> [WHAT IS ASKED]
Please return the rows below exactly as they appear, starting with the line that contains "Shot-chart prep: mark the adult elephant's ear" and going on through the line that contains "column 265, row 374", with both of those lines included.

* Start SUPPLIED DATA *

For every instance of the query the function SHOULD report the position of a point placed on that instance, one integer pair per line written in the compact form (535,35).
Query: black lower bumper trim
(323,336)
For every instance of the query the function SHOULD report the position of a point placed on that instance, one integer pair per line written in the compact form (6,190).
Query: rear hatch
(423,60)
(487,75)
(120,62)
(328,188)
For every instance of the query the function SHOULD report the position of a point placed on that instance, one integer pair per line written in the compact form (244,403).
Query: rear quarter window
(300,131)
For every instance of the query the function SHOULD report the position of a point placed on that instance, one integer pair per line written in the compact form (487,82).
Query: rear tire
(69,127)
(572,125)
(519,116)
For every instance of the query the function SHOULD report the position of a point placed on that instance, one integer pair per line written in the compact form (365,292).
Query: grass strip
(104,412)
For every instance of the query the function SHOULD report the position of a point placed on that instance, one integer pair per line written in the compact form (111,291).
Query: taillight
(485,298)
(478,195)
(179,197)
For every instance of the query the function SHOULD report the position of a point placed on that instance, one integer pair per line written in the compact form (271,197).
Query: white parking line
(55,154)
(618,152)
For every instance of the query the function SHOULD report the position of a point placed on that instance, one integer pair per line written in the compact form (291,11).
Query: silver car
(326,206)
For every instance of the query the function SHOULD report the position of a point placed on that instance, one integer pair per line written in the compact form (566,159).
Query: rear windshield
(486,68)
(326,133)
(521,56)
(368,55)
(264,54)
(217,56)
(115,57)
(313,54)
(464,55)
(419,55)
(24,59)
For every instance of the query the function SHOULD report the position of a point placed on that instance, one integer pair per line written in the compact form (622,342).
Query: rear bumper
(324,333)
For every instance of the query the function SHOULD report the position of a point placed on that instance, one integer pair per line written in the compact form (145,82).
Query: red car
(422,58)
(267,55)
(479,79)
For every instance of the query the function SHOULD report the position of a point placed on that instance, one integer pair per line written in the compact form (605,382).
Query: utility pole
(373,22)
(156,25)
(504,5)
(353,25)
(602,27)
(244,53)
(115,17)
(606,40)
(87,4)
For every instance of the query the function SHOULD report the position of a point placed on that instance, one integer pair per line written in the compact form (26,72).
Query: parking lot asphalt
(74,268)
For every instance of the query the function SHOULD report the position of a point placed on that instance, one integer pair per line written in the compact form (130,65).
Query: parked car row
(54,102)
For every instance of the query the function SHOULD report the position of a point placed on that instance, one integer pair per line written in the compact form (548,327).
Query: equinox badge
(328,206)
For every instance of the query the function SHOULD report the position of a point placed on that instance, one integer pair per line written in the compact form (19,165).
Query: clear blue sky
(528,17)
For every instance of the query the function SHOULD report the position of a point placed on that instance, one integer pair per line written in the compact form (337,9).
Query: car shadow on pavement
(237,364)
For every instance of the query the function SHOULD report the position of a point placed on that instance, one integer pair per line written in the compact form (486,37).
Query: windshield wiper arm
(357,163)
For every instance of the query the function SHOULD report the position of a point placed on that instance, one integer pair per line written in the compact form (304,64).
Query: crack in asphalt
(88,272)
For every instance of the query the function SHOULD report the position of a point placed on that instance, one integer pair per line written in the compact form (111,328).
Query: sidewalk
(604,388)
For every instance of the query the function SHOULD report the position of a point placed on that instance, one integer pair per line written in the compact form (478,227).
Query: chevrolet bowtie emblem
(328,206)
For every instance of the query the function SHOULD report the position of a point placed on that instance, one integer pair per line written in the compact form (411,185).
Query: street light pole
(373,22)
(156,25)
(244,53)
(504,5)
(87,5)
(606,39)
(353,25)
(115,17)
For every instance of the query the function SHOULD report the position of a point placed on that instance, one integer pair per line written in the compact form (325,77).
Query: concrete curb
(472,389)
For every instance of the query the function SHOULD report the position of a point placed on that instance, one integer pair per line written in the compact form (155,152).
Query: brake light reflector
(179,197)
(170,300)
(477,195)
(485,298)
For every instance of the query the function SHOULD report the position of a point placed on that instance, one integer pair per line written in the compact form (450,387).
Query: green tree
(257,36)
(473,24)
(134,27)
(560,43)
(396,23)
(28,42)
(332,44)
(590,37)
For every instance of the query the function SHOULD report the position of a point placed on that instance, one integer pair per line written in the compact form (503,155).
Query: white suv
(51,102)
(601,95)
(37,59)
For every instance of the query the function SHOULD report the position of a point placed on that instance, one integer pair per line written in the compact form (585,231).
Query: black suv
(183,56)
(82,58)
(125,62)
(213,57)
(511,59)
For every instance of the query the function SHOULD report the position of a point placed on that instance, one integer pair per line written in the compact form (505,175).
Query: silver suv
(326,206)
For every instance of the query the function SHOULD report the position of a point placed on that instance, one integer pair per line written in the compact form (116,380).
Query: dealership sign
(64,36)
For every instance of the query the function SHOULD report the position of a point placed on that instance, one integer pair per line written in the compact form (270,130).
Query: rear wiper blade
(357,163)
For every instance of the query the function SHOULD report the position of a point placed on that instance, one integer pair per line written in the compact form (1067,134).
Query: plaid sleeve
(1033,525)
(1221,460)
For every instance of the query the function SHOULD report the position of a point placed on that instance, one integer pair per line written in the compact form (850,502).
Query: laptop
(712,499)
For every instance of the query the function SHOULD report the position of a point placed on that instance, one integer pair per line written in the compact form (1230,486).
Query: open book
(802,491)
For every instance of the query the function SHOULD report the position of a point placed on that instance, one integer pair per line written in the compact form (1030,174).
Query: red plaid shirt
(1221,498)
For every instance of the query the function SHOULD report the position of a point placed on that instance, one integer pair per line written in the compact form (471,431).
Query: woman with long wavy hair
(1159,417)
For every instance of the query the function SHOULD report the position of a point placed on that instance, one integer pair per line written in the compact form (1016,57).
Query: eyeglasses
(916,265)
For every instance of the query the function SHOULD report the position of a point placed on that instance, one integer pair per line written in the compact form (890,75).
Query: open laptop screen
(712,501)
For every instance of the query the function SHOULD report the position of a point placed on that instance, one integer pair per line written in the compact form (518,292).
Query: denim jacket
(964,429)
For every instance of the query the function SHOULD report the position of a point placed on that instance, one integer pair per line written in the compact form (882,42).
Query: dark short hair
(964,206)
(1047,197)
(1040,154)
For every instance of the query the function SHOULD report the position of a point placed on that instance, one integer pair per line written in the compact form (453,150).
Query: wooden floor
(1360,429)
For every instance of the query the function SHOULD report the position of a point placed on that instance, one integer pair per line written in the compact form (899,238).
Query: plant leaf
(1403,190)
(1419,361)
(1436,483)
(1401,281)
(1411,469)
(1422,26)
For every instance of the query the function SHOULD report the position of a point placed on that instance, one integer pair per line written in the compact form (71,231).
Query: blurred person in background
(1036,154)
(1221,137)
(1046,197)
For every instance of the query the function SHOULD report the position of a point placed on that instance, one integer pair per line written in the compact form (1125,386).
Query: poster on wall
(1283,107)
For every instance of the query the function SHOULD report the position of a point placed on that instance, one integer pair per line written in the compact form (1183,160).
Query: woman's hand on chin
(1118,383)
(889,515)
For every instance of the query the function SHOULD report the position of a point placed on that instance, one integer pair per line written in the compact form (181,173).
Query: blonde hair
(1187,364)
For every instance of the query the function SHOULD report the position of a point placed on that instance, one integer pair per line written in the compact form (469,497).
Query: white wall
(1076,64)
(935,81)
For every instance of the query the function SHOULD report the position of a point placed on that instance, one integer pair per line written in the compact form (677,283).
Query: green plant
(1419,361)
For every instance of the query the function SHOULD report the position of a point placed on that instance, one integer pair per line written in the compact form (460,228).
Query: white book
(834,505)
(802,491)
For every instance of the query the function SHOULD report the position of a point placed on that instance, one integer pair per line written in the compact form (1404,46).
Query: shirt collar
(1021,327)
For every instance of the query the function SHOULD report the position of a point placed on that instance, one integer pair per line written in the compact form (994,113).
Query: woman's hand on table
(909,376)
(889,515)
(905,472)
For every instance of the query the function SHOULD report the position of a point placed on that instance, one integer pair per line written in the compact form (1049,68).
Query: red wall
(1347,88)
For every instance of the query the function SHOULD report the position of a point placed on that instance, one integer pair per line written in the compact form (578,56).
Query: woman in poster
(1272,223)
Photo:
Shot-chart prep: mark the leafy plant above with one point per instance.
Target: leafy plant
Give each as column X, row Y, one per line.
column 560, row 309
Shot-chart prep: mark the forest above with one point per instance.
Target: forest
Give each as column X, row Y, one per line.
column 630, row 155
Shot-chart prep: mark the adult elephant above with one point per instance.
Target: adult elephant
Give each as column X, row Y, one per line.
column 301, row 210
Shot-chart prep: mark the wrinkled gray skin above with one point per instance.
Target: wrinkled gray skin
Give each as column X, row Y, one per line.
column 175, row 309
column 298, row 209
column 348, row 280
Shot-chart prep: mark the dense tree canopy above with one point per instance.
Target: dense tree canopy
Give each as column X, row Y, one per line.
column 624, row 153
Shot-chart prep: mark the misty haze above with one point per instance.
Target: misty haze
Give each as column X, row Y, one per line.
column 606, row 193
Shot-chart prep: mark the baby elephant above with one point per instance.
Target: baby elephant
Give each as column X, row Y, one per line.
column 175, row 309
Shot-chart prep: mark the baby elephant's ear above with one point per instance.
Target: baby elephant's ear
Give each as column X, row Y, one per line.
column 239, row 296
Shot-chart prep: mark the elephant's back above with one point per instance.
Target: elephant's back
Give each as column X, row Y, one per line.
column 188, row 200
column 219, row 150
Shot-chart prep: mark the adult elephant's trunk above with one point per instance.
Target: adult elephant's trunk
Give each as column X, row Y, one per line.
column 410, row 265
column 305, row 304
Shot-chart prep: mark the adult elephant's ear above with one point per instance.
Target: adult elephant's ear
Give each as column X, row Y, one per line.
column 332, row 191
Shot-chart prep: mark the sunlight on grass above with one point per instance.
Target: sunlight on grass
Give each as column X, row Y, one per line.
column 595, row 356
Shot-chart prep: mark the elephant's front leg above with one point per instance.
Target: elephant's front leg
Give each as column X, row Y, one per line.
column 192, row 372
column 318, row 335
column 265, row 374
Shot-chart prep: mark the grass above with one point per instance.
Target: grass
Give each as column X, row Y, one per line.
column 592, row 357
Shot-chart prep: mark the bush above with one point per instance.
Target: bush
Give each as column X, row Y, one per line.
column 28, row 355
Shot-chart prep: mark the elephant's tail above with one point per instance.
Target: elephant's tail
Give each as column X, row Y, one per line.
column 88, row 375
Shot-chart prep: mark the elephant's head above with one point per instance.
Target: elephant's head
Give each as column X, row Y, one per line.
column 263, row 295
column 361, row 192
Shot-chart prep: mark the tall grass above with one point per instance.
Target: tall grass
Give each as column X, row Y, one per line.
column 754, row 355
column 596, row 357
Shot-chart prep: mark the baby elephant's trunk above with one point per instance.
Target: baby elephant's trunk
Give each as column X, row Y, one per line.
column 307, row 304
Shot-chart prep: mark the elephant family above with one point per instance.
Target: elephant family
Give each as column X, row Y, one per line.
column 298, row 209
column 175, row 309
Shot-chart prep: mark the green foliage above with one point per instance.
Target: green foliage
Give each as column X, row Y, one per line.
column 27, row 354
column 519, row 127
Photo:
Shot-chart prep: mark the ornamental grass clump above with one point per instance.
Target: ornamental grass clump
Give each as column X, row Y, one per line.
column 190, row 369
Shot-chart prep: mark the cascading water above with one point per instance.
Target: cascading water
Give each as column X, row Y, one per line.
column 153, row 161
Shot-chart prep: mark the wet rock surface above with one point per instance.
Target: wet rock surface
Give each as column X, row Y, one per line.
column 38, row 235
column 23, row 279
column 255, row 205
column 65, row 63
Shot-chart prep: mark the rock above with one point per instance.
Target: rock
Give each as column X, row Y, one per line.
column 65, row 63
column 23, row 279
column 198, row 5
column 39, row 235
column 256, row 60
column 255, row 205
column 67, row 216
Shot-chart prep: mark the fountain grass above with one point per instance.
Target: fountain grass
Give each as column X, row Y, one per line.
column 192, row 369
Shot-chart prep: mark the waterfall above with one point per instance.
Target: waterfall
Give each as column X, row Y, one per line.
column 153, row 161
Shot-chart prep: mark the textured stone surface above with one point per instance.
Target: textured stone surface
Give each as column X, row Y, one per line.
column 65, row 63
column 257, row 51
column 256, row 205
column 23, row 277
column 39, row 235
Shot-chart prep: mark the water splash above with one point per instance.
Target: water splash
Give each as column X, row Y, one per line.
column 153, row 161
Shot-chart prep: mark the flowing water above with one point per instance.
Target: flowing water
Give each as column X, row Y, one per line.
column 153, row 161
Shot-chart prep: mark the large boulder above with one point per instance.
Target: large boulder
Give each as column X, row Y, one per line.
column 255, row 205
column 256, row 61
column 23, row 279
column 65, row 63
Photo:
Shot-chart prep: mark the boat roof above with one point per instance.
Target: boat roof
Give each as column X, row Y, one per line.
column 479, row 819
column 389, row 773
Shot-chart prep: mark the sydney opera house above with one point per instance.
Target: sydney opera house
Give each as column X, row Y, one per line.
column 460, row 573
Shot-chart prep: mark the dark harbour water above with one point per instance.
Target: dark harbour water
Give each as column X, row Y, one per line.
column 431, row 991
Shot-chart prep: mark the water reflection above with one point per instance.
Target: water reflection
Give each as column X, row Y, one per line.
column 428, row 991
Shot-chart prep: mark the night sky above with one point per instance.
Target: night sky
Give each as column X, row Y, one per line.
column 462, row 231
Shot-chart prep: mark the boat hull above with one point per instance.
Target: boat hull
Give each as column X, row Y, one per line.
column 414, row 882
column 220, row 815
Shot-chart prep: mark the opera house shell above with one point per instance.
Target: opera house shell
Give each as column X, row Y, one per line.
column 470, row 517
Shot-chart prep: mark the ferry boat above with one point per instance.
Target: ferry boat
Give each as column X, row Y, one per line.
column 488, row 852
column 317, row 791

* End SUPPLIED DATA *

> [RESULT OF THE EXERCISE]
Shot-chart prep: mark the adult elephant's ear above with one point per instance.
Target: adult elephant's ear
Give each as column X, row Y, one per line.
column 332, row 191
Shot-chart prep: mark the sunlight on grass above with one point per instance.
Target: sunlight on grass
Give each as column X, row Y, one per line.
column 595, row 356
Shot-chart prep: mark the elephant's front leg above with one point per instance.
Target: elephant's front leg
Give each as column X, row Y, one per line.
column 192, row 372
column 318, row 335
column 265, row 374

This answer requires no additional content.